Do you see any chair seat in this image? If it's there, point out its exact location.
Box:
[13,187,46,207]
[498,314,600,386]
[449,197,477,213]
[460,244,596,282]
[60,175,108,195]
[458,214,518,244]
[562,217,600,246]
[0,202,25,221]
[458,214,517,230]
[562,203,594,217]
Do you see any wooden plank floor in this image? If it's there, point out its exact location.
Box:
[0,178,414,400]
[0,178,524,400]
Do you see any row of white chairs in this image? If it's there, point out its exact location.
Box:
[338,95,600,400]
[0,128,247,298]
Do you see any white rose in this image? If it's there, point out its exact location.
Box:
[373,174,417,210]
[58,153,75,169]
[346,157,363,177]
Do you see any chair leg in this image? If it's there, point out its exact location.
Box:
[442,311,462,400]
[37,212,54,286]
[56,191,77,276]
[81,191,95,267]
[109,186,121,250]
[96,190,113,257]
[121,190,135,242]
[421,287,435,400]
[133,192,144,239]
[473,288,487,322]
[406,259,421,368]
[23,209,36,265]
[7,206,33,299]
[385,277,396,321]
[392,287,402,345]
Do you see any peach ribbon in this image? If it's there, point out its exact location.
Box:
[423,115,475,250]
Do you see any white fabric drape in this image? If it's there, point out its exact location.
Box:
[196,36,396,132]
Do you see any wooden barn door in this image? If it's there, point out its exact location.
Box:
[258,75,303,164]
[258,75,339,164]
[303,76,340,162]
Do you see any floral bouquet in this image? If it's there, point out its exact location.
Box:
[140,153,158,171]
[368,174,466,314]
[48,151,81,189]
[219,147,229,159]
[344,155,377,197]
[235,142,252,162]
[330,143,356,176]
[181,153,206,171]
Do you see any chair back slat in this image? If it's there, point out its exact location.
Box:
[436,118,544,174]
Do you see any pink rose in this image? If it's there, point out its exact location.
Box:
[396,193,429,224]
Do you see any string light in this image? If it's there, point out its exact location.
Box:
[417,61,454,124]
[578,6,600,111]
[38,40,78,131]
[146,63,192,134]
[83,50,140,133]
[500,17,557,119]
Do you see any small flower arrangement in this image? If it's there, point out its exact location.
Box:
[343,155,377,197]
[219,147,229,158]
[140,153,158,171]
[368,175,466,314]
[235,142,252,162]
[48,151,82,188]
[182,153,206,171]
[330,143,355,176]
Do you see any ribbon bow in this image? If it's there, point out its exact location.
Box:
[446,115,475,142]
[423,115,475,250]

********

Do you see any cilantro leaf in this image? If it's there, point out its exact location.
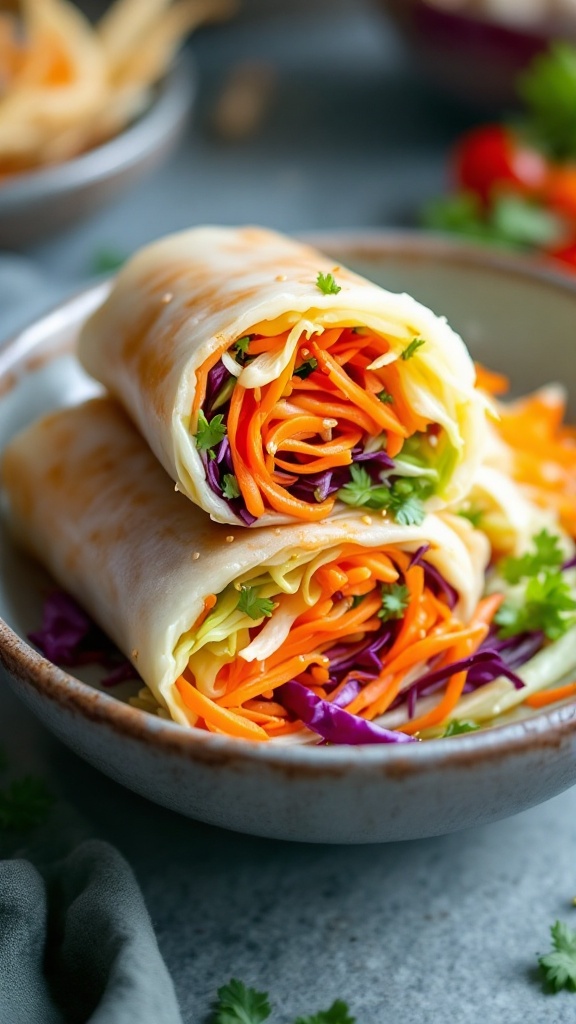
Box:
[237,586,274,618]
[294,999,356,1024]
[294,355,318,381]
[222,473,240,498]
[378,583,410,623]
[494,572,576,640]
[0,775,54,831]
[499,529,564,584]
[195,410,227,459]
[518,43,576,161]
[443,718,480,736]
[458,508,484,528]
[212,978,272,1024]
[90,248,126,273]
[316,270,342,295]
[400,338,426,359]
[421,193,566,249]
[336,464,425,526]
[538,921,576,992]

********

# What you are asked to do
Write out again, word for word, the lines from the one containing "Do you see any chair seat" through the one containing "[562,203,594,217]", including both of those lines.

# Full answer
Do you see any chair seat in this image? If it's there, point out its exact location.
Box:
[13,187,46,207]
[498,314,600,386]
[449,197,477,213]
[460,244,596,282]
[60,175,108,195]
[458,214,518,244]
[562,217,600,246]
[0,202,25,221]
[458,214,517,230]
[562,203,594,217]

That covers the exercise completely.